-- READING PASSAGE follows --
With money from The Heinz Endowments, attorney Irene McLaughlin is working with the Housing Alliance of Pennsylvania and community groups on using conservatorship and other new legal tools to help control blight in Pittsburgh’s Homewood neighborhood. “Conservatorship is a way of taking control of those properties in advance of taking title,” said Ms. McLaughlin, a former city magistrate and consultant on vacant property issues.
But conservatorship is a surgical tool not meant to address the scale of vacant and blighted property found in major cities, counties and regions across Pennsylvania.
The seven-county Pittsburgh Metropolitan Statistical Area holds more than 100,400 vacant houses alone, according to the U.S. Census. The percentage of vacant houses in the region has risen from 6.8 percent to 9 percent since 1990. In Allegheny County, it rose from 6.8 to 9 percent; in Beaver County, from 5.8 to 8.7 percent; in Westmoreland County, from 6.2 to 8.6 percent. Even in Butler County, which has the lowest vacant housing rate in the region, it increased from 6.3 to 6.8 percent.
Genesee County, Mich., was beset by similar trends when Mr. Kildee began his 12-year stint as treasurer in 1997. He turned to a land bank model that new laws and property tax reforms in Michigan made possible.
The land bank allows the county to take ownership of thousands of tax-delinquent properties quickly through tax foreclosure and reuse them to advance community improvement strategies rather than selling them off at auction to the highest bidder, often land speculators who may not have the community’s best interests in mind.
“Speculators prefer competitive auctions because for the most part they don’t think of the property as real estate. It’s just a piece of paper with a dollar amount attached to it,” said Mr. Kildee, who left government to launch the Center for Community Progress, a nonprofit that provides technical assistance on vacant and abandoned property issues. “They can buy a property at a deep discount at a tax sale without ever seeing it, flip it to someone else at a marginal profit and then it’s not their problem anymore.
-- READING PASSAGE concluded --
-- INFORMATION SUPPLIED follows --
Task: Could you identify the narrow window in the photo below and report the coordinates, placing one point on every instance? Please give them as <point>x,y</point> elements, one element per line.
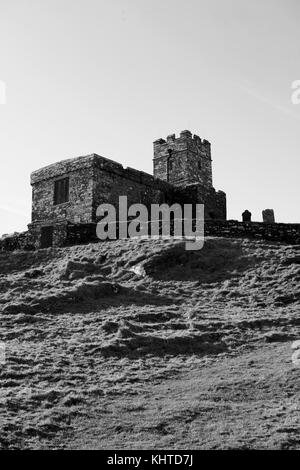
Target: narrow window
<point>61,191</point>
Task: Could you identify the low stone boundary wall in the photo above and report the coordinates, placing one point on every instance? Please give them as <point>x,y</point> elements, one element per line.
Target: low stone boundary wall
<point>86,233</point>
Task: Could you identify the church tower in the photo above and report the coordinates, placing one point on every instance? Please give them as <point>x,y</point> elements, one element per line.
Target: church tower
<point>183,161</point>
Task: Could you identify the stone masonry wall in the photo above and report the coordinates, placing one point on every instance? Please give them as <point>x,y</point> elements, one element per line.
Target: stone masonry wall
<point>79,206</point>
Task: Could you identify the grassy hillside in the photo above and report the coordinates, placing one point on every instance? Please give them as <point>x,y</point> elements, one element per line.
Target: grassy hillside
<point>141,344</point>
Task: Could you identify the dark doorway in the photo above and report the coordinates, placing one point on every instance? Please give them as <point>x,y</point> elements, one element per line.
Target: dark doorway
<point>46,237</point>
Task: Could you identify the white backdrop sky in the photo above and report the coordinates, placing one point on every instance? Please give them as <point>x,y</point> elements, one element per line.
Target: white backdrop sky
<point>110,77</point>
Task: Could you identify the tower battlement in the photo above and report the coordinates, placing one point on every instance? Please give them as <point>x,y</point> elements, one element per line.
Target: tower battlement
<point>183,160</point>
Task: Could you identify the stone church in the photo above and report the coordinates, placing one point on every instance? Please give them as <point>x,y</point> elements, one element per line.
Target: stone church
<point>68,192</point>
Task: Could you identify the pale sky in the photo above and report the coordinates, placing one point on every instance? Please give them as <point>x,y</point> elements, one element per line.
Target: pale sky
<point>112,76</point>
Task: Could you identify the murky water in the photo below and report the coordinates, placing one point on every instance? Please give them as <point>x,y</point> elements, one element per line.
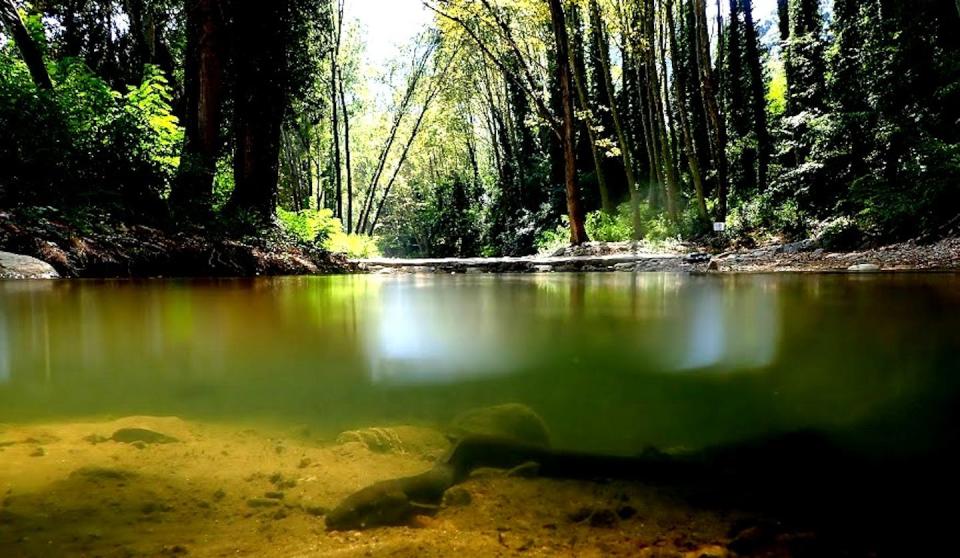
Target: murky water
<point>614,363</point>
<point>254,379</point>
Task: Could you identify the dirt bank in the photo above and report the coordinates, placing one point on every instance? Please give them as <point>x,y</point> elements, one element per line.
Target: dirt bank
<point>685,258</point>
<point>111,249</point>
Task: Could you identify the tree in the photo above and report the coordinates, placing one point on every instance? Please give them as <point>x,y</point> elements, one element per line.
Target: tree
<point>577,230</point>
<point>260,100</point>
<point>205,87</point>
<point>29,50</point>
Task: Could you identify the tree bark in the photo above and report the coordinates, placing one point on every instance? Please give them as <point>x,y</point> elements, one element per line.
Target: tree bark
<point>578,231</point>
<point>29,50</point>
<point>334,95</point>
<point>718,139</point>
<point>680,88</point>
<point>349,156</point>
<point>260,100</point>
<point>579,81</point>
<point>758,100</point>
<point>204,79</point>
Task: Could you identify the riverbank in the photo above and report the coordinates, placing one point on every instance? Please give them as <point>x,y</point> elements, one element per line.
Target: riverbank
<point>806,256</point>
<point>117,250</point>
<point>111,249</point>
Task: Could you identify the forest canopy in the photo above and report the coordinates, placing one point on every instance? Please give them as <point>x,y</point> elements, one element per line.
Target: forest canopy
<point>506,127</point>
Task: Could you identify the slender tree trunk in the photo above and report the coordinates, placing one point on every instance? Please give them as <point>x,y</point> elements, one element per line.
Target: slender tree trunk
<point>349,156</point>
<point>29,50</point>
<point>680,89</point>
<point>585,106</point>
<point>578,232</point>
<point>335,126</point>
<point>370,199</point>
<point>783,12</point>
<point>204,79</point>
<point>334,94</point>
<point>718,139</point>
<point>758,96</point>
<point>437,88</point>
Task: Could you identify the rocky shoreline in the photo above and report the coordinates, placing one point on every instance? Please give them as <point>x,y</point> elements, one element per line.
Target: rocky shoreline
<point>46,248</point>
<point>804,256</point>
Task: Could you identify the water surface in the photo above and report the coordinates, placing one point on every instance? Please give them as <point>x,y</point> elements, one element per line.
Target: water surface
<point>613,362</point>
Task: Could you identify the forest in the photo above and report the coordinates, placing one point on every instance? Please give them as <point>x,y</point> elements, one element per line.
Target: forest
<point>506,127</point>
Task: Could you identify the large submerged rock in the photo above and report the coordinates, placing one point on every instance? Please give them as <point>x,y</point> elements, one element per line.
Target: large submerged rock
<point>512,420</point>
<point>15,266</point>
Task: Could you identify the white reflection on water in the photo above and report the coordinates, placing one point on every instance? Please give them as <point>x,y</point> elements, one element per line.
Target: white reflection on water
<point>421,334</point>
<point>730,328</point>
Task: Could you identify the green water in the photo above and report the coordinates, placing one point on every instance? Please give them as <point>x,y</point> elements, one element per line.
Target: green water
<point>614,363</point>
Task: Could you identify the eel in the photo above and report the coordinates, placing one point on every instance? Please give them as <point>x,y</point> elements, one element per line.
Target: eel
<point>397,501</point>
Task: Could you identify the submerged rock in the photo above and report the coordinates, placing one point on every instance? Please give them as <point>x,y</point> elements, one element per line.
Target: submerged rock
<point>15,266</point>
<point>103,474</point>
<point>512,420</point>
<point>457,497</point>
<point>397,440</point>
<point>262,503</point>
<point>864,268</point>
<point>142,436</point>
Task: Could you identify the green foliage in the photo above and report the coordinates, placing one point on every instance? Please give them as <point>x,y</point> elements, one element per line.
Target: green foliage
<point>310,225</point>
<point>85,143</point>
<point>353,245</point>
<point>603,227</point>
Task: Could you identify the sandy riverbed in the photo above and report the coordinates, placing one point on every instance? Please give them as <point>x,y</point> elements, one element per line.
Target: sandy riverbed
<point>234,491</point>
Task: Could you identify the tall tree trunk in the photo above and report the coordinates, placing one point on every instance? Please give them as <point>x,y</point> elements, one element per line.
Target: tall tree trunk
<point>783,13</point>
<point>334,95</point>
<point>626,147</point>
<point>335,126</point>
<point>369,202</point>
<point>29,50</point>
<point>680,89</point>
<point>260,100</point>
<point>579,79</point>
<point>204,79</point>
<point>718,134</point>
<point>349,156</point>
<point>578,231</point>
<point>758,95</point>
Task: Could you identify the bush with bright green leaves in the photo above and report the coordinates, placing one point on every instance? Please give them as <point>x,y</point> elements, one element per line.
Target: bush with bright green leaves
<point>84,143</point>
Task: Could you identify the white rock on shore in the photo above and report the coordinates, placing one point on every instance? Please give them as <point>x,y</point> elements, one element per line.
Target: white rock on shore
<point>15,266</point>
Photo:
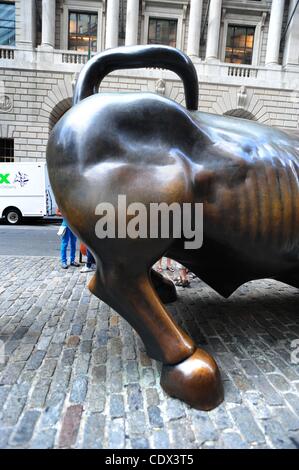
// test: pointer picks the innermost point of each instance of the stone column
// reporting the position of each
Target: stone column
(48, 24)
(132, 22)
(194, 27)
(213, 30)
(291, 48)
(27, 22)
(112, 20)
(274, 35)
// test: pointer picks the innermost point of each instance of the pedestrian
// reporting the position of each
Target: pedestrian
(90, 263)
(168, 265)
(67, 237)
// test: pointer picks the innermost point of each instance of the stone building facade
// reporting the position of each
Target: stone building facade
(246, 54)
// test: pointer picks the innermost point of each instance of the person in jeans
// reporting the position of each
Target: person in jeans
(67, 238)
(89, 266)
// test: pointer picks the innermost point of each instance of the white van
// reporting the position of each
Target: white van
(25, 191)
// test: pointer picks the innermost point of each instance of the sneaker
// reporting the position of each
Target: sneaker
(86, 269)
(75, 264)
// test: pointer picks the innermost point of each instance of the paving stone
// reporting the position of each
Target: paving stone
(79, 389)
(175, 409)
(116, 434)
(36, 359)
(70, 426)
(232, 440)
(161, 439)
(276, 433)
(116, 406)
(44, 439)
(25, 428)
(152, 396)
(135, 399)
(155, 418)
(94, 431)
(247, 425)
(63, 355)
(139, 443)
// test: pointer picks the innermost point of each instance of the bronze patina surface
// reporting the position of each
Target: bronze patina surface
(152, 149)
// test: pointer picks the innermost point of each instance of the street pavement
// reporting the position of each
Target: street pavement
(76, 375)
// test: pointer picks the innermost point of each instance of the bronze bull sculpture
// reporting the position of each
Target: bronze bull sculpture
(152, 149)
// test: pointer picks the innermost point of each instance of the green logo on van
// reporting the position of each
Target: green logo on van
(4, 178)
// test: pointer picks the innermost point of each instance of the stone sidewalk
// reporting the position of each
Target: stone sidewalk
(75, 374)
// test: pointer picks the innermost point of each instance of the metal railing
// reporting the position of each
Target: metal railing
(241, 71)
(7, 53)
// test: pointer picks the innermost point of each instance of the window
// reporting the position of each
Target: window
(239, 44)
(162, 31)
(7, 24)
(82, 31)
(6, 150)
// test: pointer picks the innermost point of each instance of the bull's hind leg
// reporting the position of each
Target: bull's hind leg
(188, 373)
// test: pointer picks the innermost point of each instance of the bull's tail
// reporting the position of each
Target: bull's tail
(133, 57)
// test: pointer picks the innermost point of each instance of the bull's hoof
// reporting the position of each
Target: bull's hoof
(165, 288)
(196, 381)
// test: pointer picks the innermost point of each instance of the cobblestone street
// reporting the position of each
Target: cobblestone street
(75, 374)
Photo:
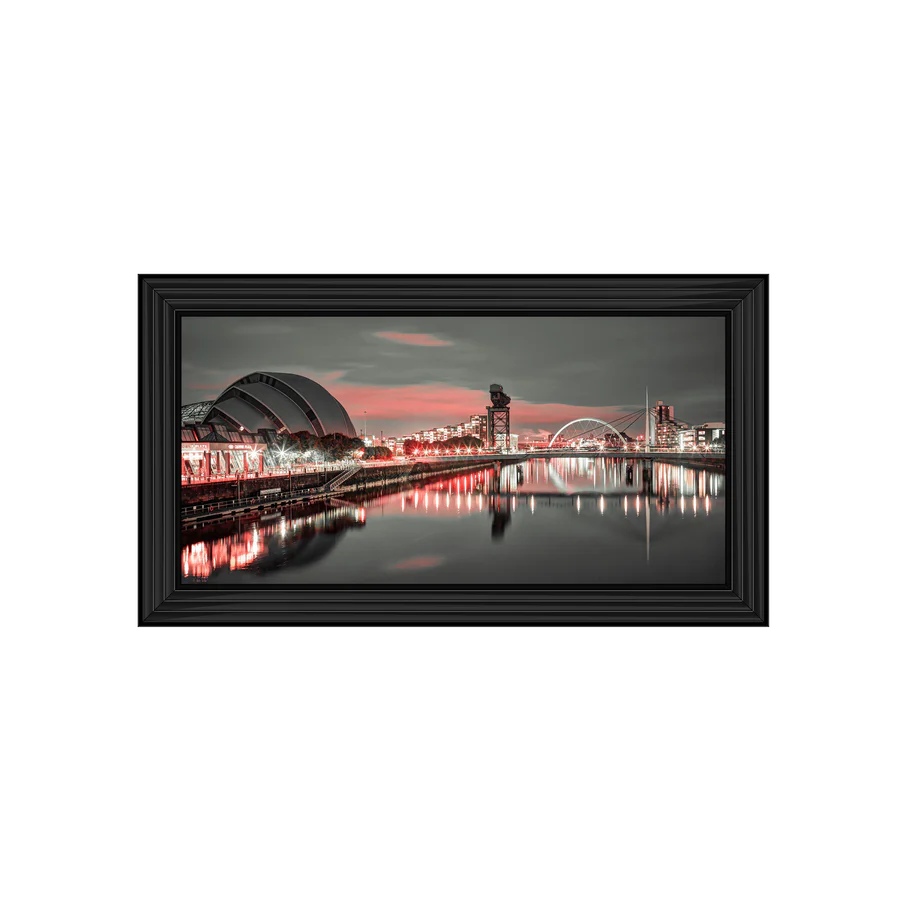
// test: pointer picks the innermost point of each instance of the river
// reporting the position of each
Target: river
(564, 521)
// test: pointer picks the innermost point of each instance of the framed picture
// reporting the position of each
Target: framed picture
(450, 447)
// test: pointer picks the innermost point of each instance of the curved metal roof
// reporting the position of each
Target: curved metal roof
(281, 400)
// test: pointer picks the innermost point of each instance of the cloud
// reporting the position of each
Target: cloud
(418, 340)
(418, 562)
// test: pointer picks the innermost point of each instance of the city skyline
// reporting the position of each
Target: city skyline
(407, 374)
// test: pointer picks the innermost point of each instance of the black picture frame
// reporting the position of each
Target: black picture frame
(159, 294)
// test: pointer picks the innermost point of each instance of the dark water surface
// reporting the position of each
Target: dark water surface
(548, 522)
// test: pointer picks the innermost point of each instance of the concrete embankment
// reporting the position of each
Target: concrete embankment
(205, 502)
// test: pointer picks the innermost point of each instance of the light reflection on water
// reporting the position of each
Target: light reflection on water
(435, 531)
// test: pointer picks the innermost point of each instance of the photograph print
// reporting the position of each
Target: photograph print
(570, 450)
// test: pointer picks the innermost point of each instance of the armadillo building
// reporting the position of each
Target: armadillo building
(279, 401)
(236, 430)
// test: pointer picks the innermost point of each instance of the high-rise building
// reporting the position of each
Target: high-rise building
(708, 432)
(666, 428)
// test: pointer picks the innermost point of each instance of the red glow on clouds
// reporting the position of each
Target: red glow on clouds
(417, 407)
(419, 562)
(418, 340)
(433, 405)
-- INFORMATION SUPPLIED concluded --
TO DO =>
1. In the passage on vacant property, in what year did Mr. Kildee begin his term as treasurer of Genesee County?
2. List every county named in the passage on vacant property.
3. Write the next part of the passage on vacant property, picking up after its final sentence.

PER-TASK OUTPUTS =>
1. 1997

2. Allegheny County, Beaver County, Westmoreland County, Butler County, Genesee County (Michigan)

3.
“We know those systems have failed.”
Once the land bank takes a property, it can rehab, sell, rent or demolish it. The land bank in Genesee County has nearly 4,000 tax-foreclosed properties under its control. A similar land bank in Cuyahoga County, Ohio, acquired some 900 vacant properties last year — three times what Pittsburgh takes through treasurer’s sale.
Those land banks also acquire the revenue which tax-delinquent properties generate. One of the hidden truths about tax delinquency is that most owners pay back taxes and penalties after being threatened with foreclosure. The interest, penalties and principal collected go toward maintaining, demolishing, rehabbing and marketing properties in their inventories.
State Rep. John Taylor, R-Philadelphia, introduced land bank legislation in June. Pittsburgh’s Land Recycling Task Force, Mayor Luke Ravenstahl and the Pittsburgh Community Reinvestment Group, a coalition of community organizations in and around the city, endorsed the bill, which is being considered by the House Urban Affairs Committee.
Mr. Kildee, whose organization works with several states on land banking and property tax reform, says vacant and blighted property is one of those rare issues that crosses the partisan political divide. “Once there’s that revelation the current system isn’t working and there’s a better way, we get a lot of buy in.”